Records provided →
— Begin —

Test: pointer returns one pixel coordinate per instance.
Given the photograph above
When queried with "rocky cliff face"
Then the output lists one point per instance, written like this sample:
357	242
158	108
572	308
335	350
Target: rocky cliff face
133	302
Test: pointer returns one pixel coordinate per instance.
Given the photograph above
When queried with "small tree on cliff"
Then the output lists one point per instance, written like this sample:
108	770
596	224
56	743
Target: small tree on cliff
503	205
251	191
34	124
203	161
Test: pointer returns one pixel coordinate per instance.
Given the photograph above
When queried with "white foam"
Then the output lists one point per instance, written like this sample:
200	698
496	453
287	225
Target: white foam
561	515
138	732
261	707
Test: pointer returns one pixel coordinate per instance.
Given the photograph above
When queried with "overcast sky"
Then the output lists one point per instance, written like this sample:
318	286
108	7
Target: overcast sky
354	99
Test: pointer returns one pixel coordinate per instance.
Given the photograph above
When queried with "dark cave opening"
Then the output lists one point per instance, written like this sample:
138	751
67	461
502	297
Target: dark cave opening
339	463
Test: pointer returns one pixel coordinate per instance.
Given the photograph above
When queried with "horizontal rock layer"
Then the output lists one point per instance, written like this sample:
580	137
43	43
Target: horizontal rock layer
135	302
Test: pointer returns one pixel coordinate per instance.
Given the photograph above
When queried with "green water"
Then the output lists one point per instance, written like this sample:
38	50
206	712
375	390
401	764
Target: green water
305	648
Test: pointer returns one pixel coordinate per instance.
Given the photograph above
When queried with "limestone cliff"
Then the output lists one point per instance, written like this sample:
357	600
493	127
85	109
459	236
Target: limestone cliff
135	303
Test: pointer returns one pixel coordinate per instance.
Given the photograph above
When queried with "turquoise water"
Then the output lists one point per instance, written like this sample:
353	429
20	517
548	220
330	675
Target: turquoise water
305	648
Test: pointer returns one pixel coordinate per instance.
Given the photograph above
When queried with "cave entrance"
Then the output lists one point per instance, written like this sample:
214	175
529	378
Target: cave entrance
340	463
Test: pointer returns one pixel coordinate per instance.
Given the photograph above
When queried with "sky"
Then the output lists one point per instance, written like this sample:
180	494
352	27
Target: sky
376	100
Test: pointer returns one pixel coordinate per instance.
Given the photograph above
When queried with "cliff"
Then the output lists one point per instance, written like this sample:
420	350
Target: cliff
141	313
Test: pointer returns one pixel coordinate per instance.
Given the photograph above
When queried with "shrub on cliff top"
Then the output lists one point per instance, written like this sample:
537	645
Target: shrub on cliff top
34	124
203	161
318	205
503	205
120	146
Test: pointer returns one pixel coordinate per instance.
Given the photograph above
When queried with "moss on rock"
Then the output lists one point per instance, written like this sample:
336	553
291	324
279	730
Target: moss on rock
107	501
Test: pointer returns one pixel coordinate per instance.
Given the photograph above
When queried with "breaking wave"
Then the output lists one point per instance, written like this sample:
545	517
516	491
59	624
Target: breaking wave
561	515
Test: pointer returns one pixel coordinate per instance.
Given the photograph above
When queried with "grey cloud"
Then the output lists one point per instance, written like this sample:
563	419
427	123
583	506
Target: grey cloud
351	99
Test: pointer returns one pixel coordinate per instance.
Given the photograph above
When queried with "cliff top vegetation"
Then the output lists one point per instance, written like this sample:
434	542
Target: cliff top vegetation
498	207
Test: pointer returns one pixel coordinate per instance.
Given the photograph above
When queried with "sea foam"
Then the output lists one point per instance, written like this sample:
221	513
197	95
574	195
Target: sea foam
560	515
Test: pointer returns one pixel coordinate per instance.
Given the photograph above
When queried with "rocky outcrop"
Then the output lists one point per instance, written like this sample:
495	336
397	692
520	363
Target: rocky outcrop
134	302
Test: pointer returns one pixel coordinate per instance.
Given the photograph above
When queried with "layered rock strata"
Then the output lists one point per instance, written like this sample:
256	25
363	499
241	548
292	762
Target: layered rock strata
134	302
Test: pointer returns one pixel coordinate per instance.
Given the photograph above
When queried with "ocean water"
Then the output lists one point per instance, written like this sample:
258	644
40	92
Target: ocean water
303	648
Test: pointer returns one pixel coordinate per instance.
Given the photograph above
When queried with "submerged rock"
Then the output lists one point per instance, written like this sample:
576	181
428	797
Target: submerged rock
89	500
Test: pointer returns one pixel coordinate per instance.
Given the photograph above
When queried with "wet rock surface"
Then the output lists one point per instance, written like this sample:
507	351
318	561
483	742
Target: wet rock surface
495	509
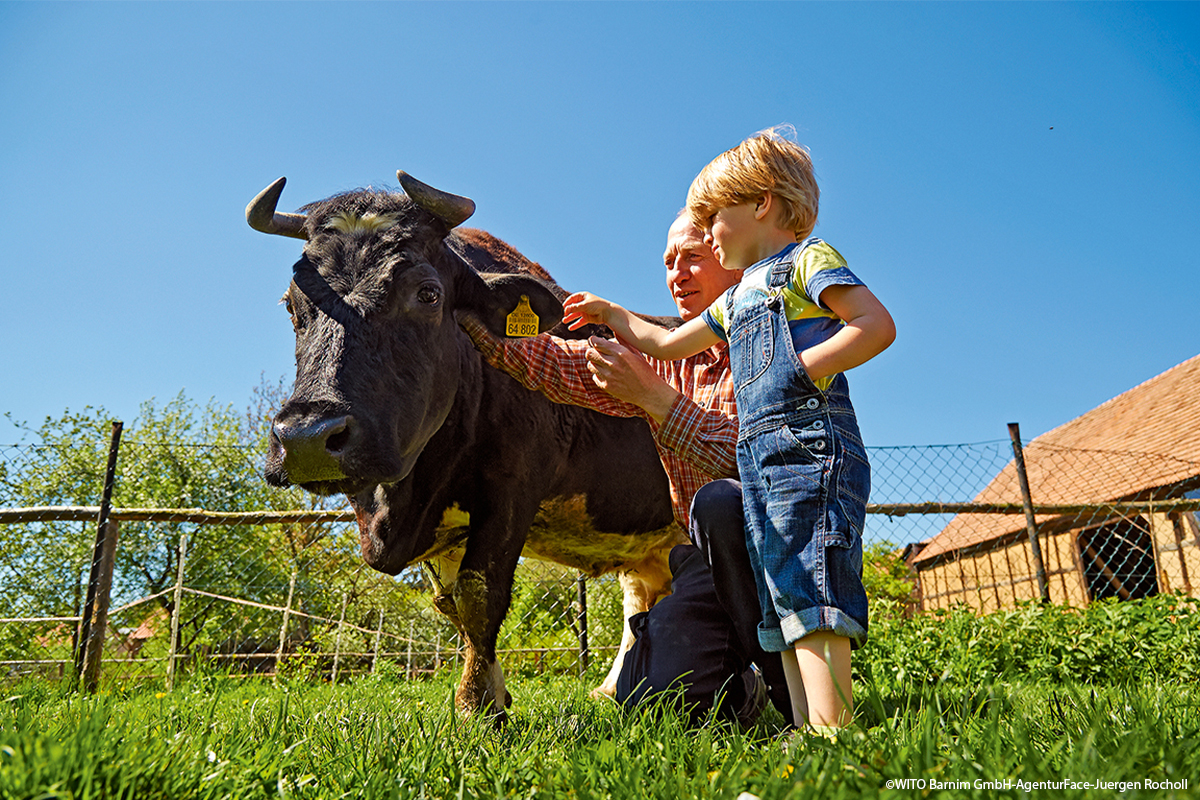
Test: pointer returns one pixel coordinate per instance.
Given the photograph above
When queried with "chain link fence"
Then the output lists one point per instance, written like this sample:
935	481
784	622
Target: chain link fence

— End —

What you need to do → All records above are to be printed exactly, minus the pictures they contain.

Written response →
Test: pointer returns one pixel coordinate per instance.
Given the photograph above
When queried with "rocky cliff face"
Then the output lists one point per instance, written like this sample:
357	242
158	108
572	308
335	350
Target: rocky cliff face
133	302
Test: pointer returns one pixel coordinate per instance.
Given the photograph above
When queried with "small tree on cliff"
Then the output lists one point per instance, written like this sample:
108	770
596	224
56	743
Target: small tree on cliff
503	205
251	191
34	124
203	161
Test: pointer returns one pixel coordinate per instance.
Given the photograph above
When queried with "white foam"
Then the output lists one point per instance, written like this sample:
200	698
496	453
287	225
Target: white foam
561	515
138	732
261	707
Test: pointer returns one pixel coordinate per instance.
Given the photograph above
When queried with "overcast sky"
Then the output lists one point per instance, written like this sample:
318	286
108	7
Target: overcast sky
354	99
Test: pointer returns one pixel coordinate per instance.
Given the photograph above
When queried with "dark cave opening"
Then the output lists one point per instance, written like this sample:
138	751
67	461
502	297
Target: dark cave opening
339	463
Test: pointer returns one pixel coordinate per instance.
Given the photograph above
When queried with "horizontal rock layer"
Then the output lists one point per instance, written like this sample:
580	137
43	43
Target: horizontal rock layer
135	302
Test: pointer returns one pixel coordinate per instance.
Given the photograph above
When queried with "green water"
Then the output lists one point per instance, written like this sample:
38	50
206	712
375	390
401	764
Target: green water
305	648
Test: pointer returns one pixel coordinate per instance.
Given the photograph above
When queried with "limestone cliff"
Then the output lists one point per instance, written like this sample:
357	600
493	127
85	109
459	236
Target: limestone cliff
135	303
Test: pointer returns one pixel coordinate per instance.
Given the photograph above
When queried with "turquoise water"
Then the output lists one point per instance, written like this sample:
353	429
20	517
548	220
330	675
Target: turquoise water
305	648
Test: pointer returns one pixel coordinate per instance.
Given the photograph above
When queried with "cave entrance"
Then the output lists one point per instance, written like this sample:
214	175
529	378
Target: cave entrance
340	463
Test: pointer returns one pixel coordinate per instance.
Given the photograph above
When queried with "sky"
Then the output lists one point per instance, written like this sample:
180	494
352	27
Target: sky
376	100
Test: pointer returns one pixel coordinate per instance.
Given the photograph above
When queried with "cliff"
Then the output lists one point per instance, written like this sample:
420	350
Target: cliff
141	313
Test: pointer returns one pixel coordinate per instance.
Given the photograph above
When queried with "shrub on cliff top"
Then the output lists one point per instance, written like this sample:
537	645
Target: shrub on cliff top
34	124
203	161
318	205
503	205
120	146
Test: pointer returns one pixel coordinate per instance.
Given the photograph above
When queried with "moss on rock"
Then the output lists one point per instance, written like this sample:
336	553
291	324
279	730
Target: moss on rock
107	501
Test: pointer returns one pixel coordinate per instance.
Given the photograph above
When queried with "breaking wave"
Then the output lists one point per instance, written like this sample:
545	517
516	491
59	624
Target: breaking wave
561	515
Test: pointer returns one pixel coordinate per instance.
Given the photograph above
When queried with "grey cloud"
Then the output lists one point per instance, written like this sample:
563	419
427	123
583	506
Target: grey cloud
351	99
Test: pointer returns one pixel coordinate per instance.
Given the photograph above
When queried with "cliff top vegetation"
Then the output lists one point per instance, written like this sample:
434	542
Target: cliff top vegetation
498	207
Test: pointer returns one pixel coordinate per instance.
Given the photograph above
When queried with "sea foam"
Then the output lists one point per instance, written like this sample:
221	513
197	95
574	195
Target: sea foam
560	515
Test: pointer returns one pixel coordinate per instance.
Given the photograph above
When queried with "rocky outcrop"
Then the output lists one point per instance, written like this sample:
495	336
397	692
520	363
Target: rocky outcrop
134	302
Test: pointer returns one pixel coordinate per instance.
Given the photograph above
When queried with "layered rock strata"
Then the output lists one point per instance, written like this sample:
256	25
363	499
241	548
292	762
Target: layered rock strata
134	302
Test: pointer returns one pixel coordinate per instance.
Given the photograph above
When queried with "ocean water"
Then the output lists one point per instance, written like this sample:
258	644
40	92
Target: ocean water
303	648
Test: pointer returns one pixel coordinate per instance.
Given the photograph above
When queried with "submerged rock"
Then the output lists one point per instance, written like this sample:
576	181
428	797
Target: submerged rock
89	500
Test: pointer returns one pixel coordinate per instance.
Given the photograph above
When queried with "wet rock surface"
Then the output lists one point per instance, written like this sample:
507	351
318	561
483	742
Target: wet rock surface
495	509
Test: pointer returns one pixel coordinate per instance.
Given the photograph above
When queried with "chain link fence"
Then the output lists one point per instance, written like this sample:
935	481
784	622
Target: chain link fence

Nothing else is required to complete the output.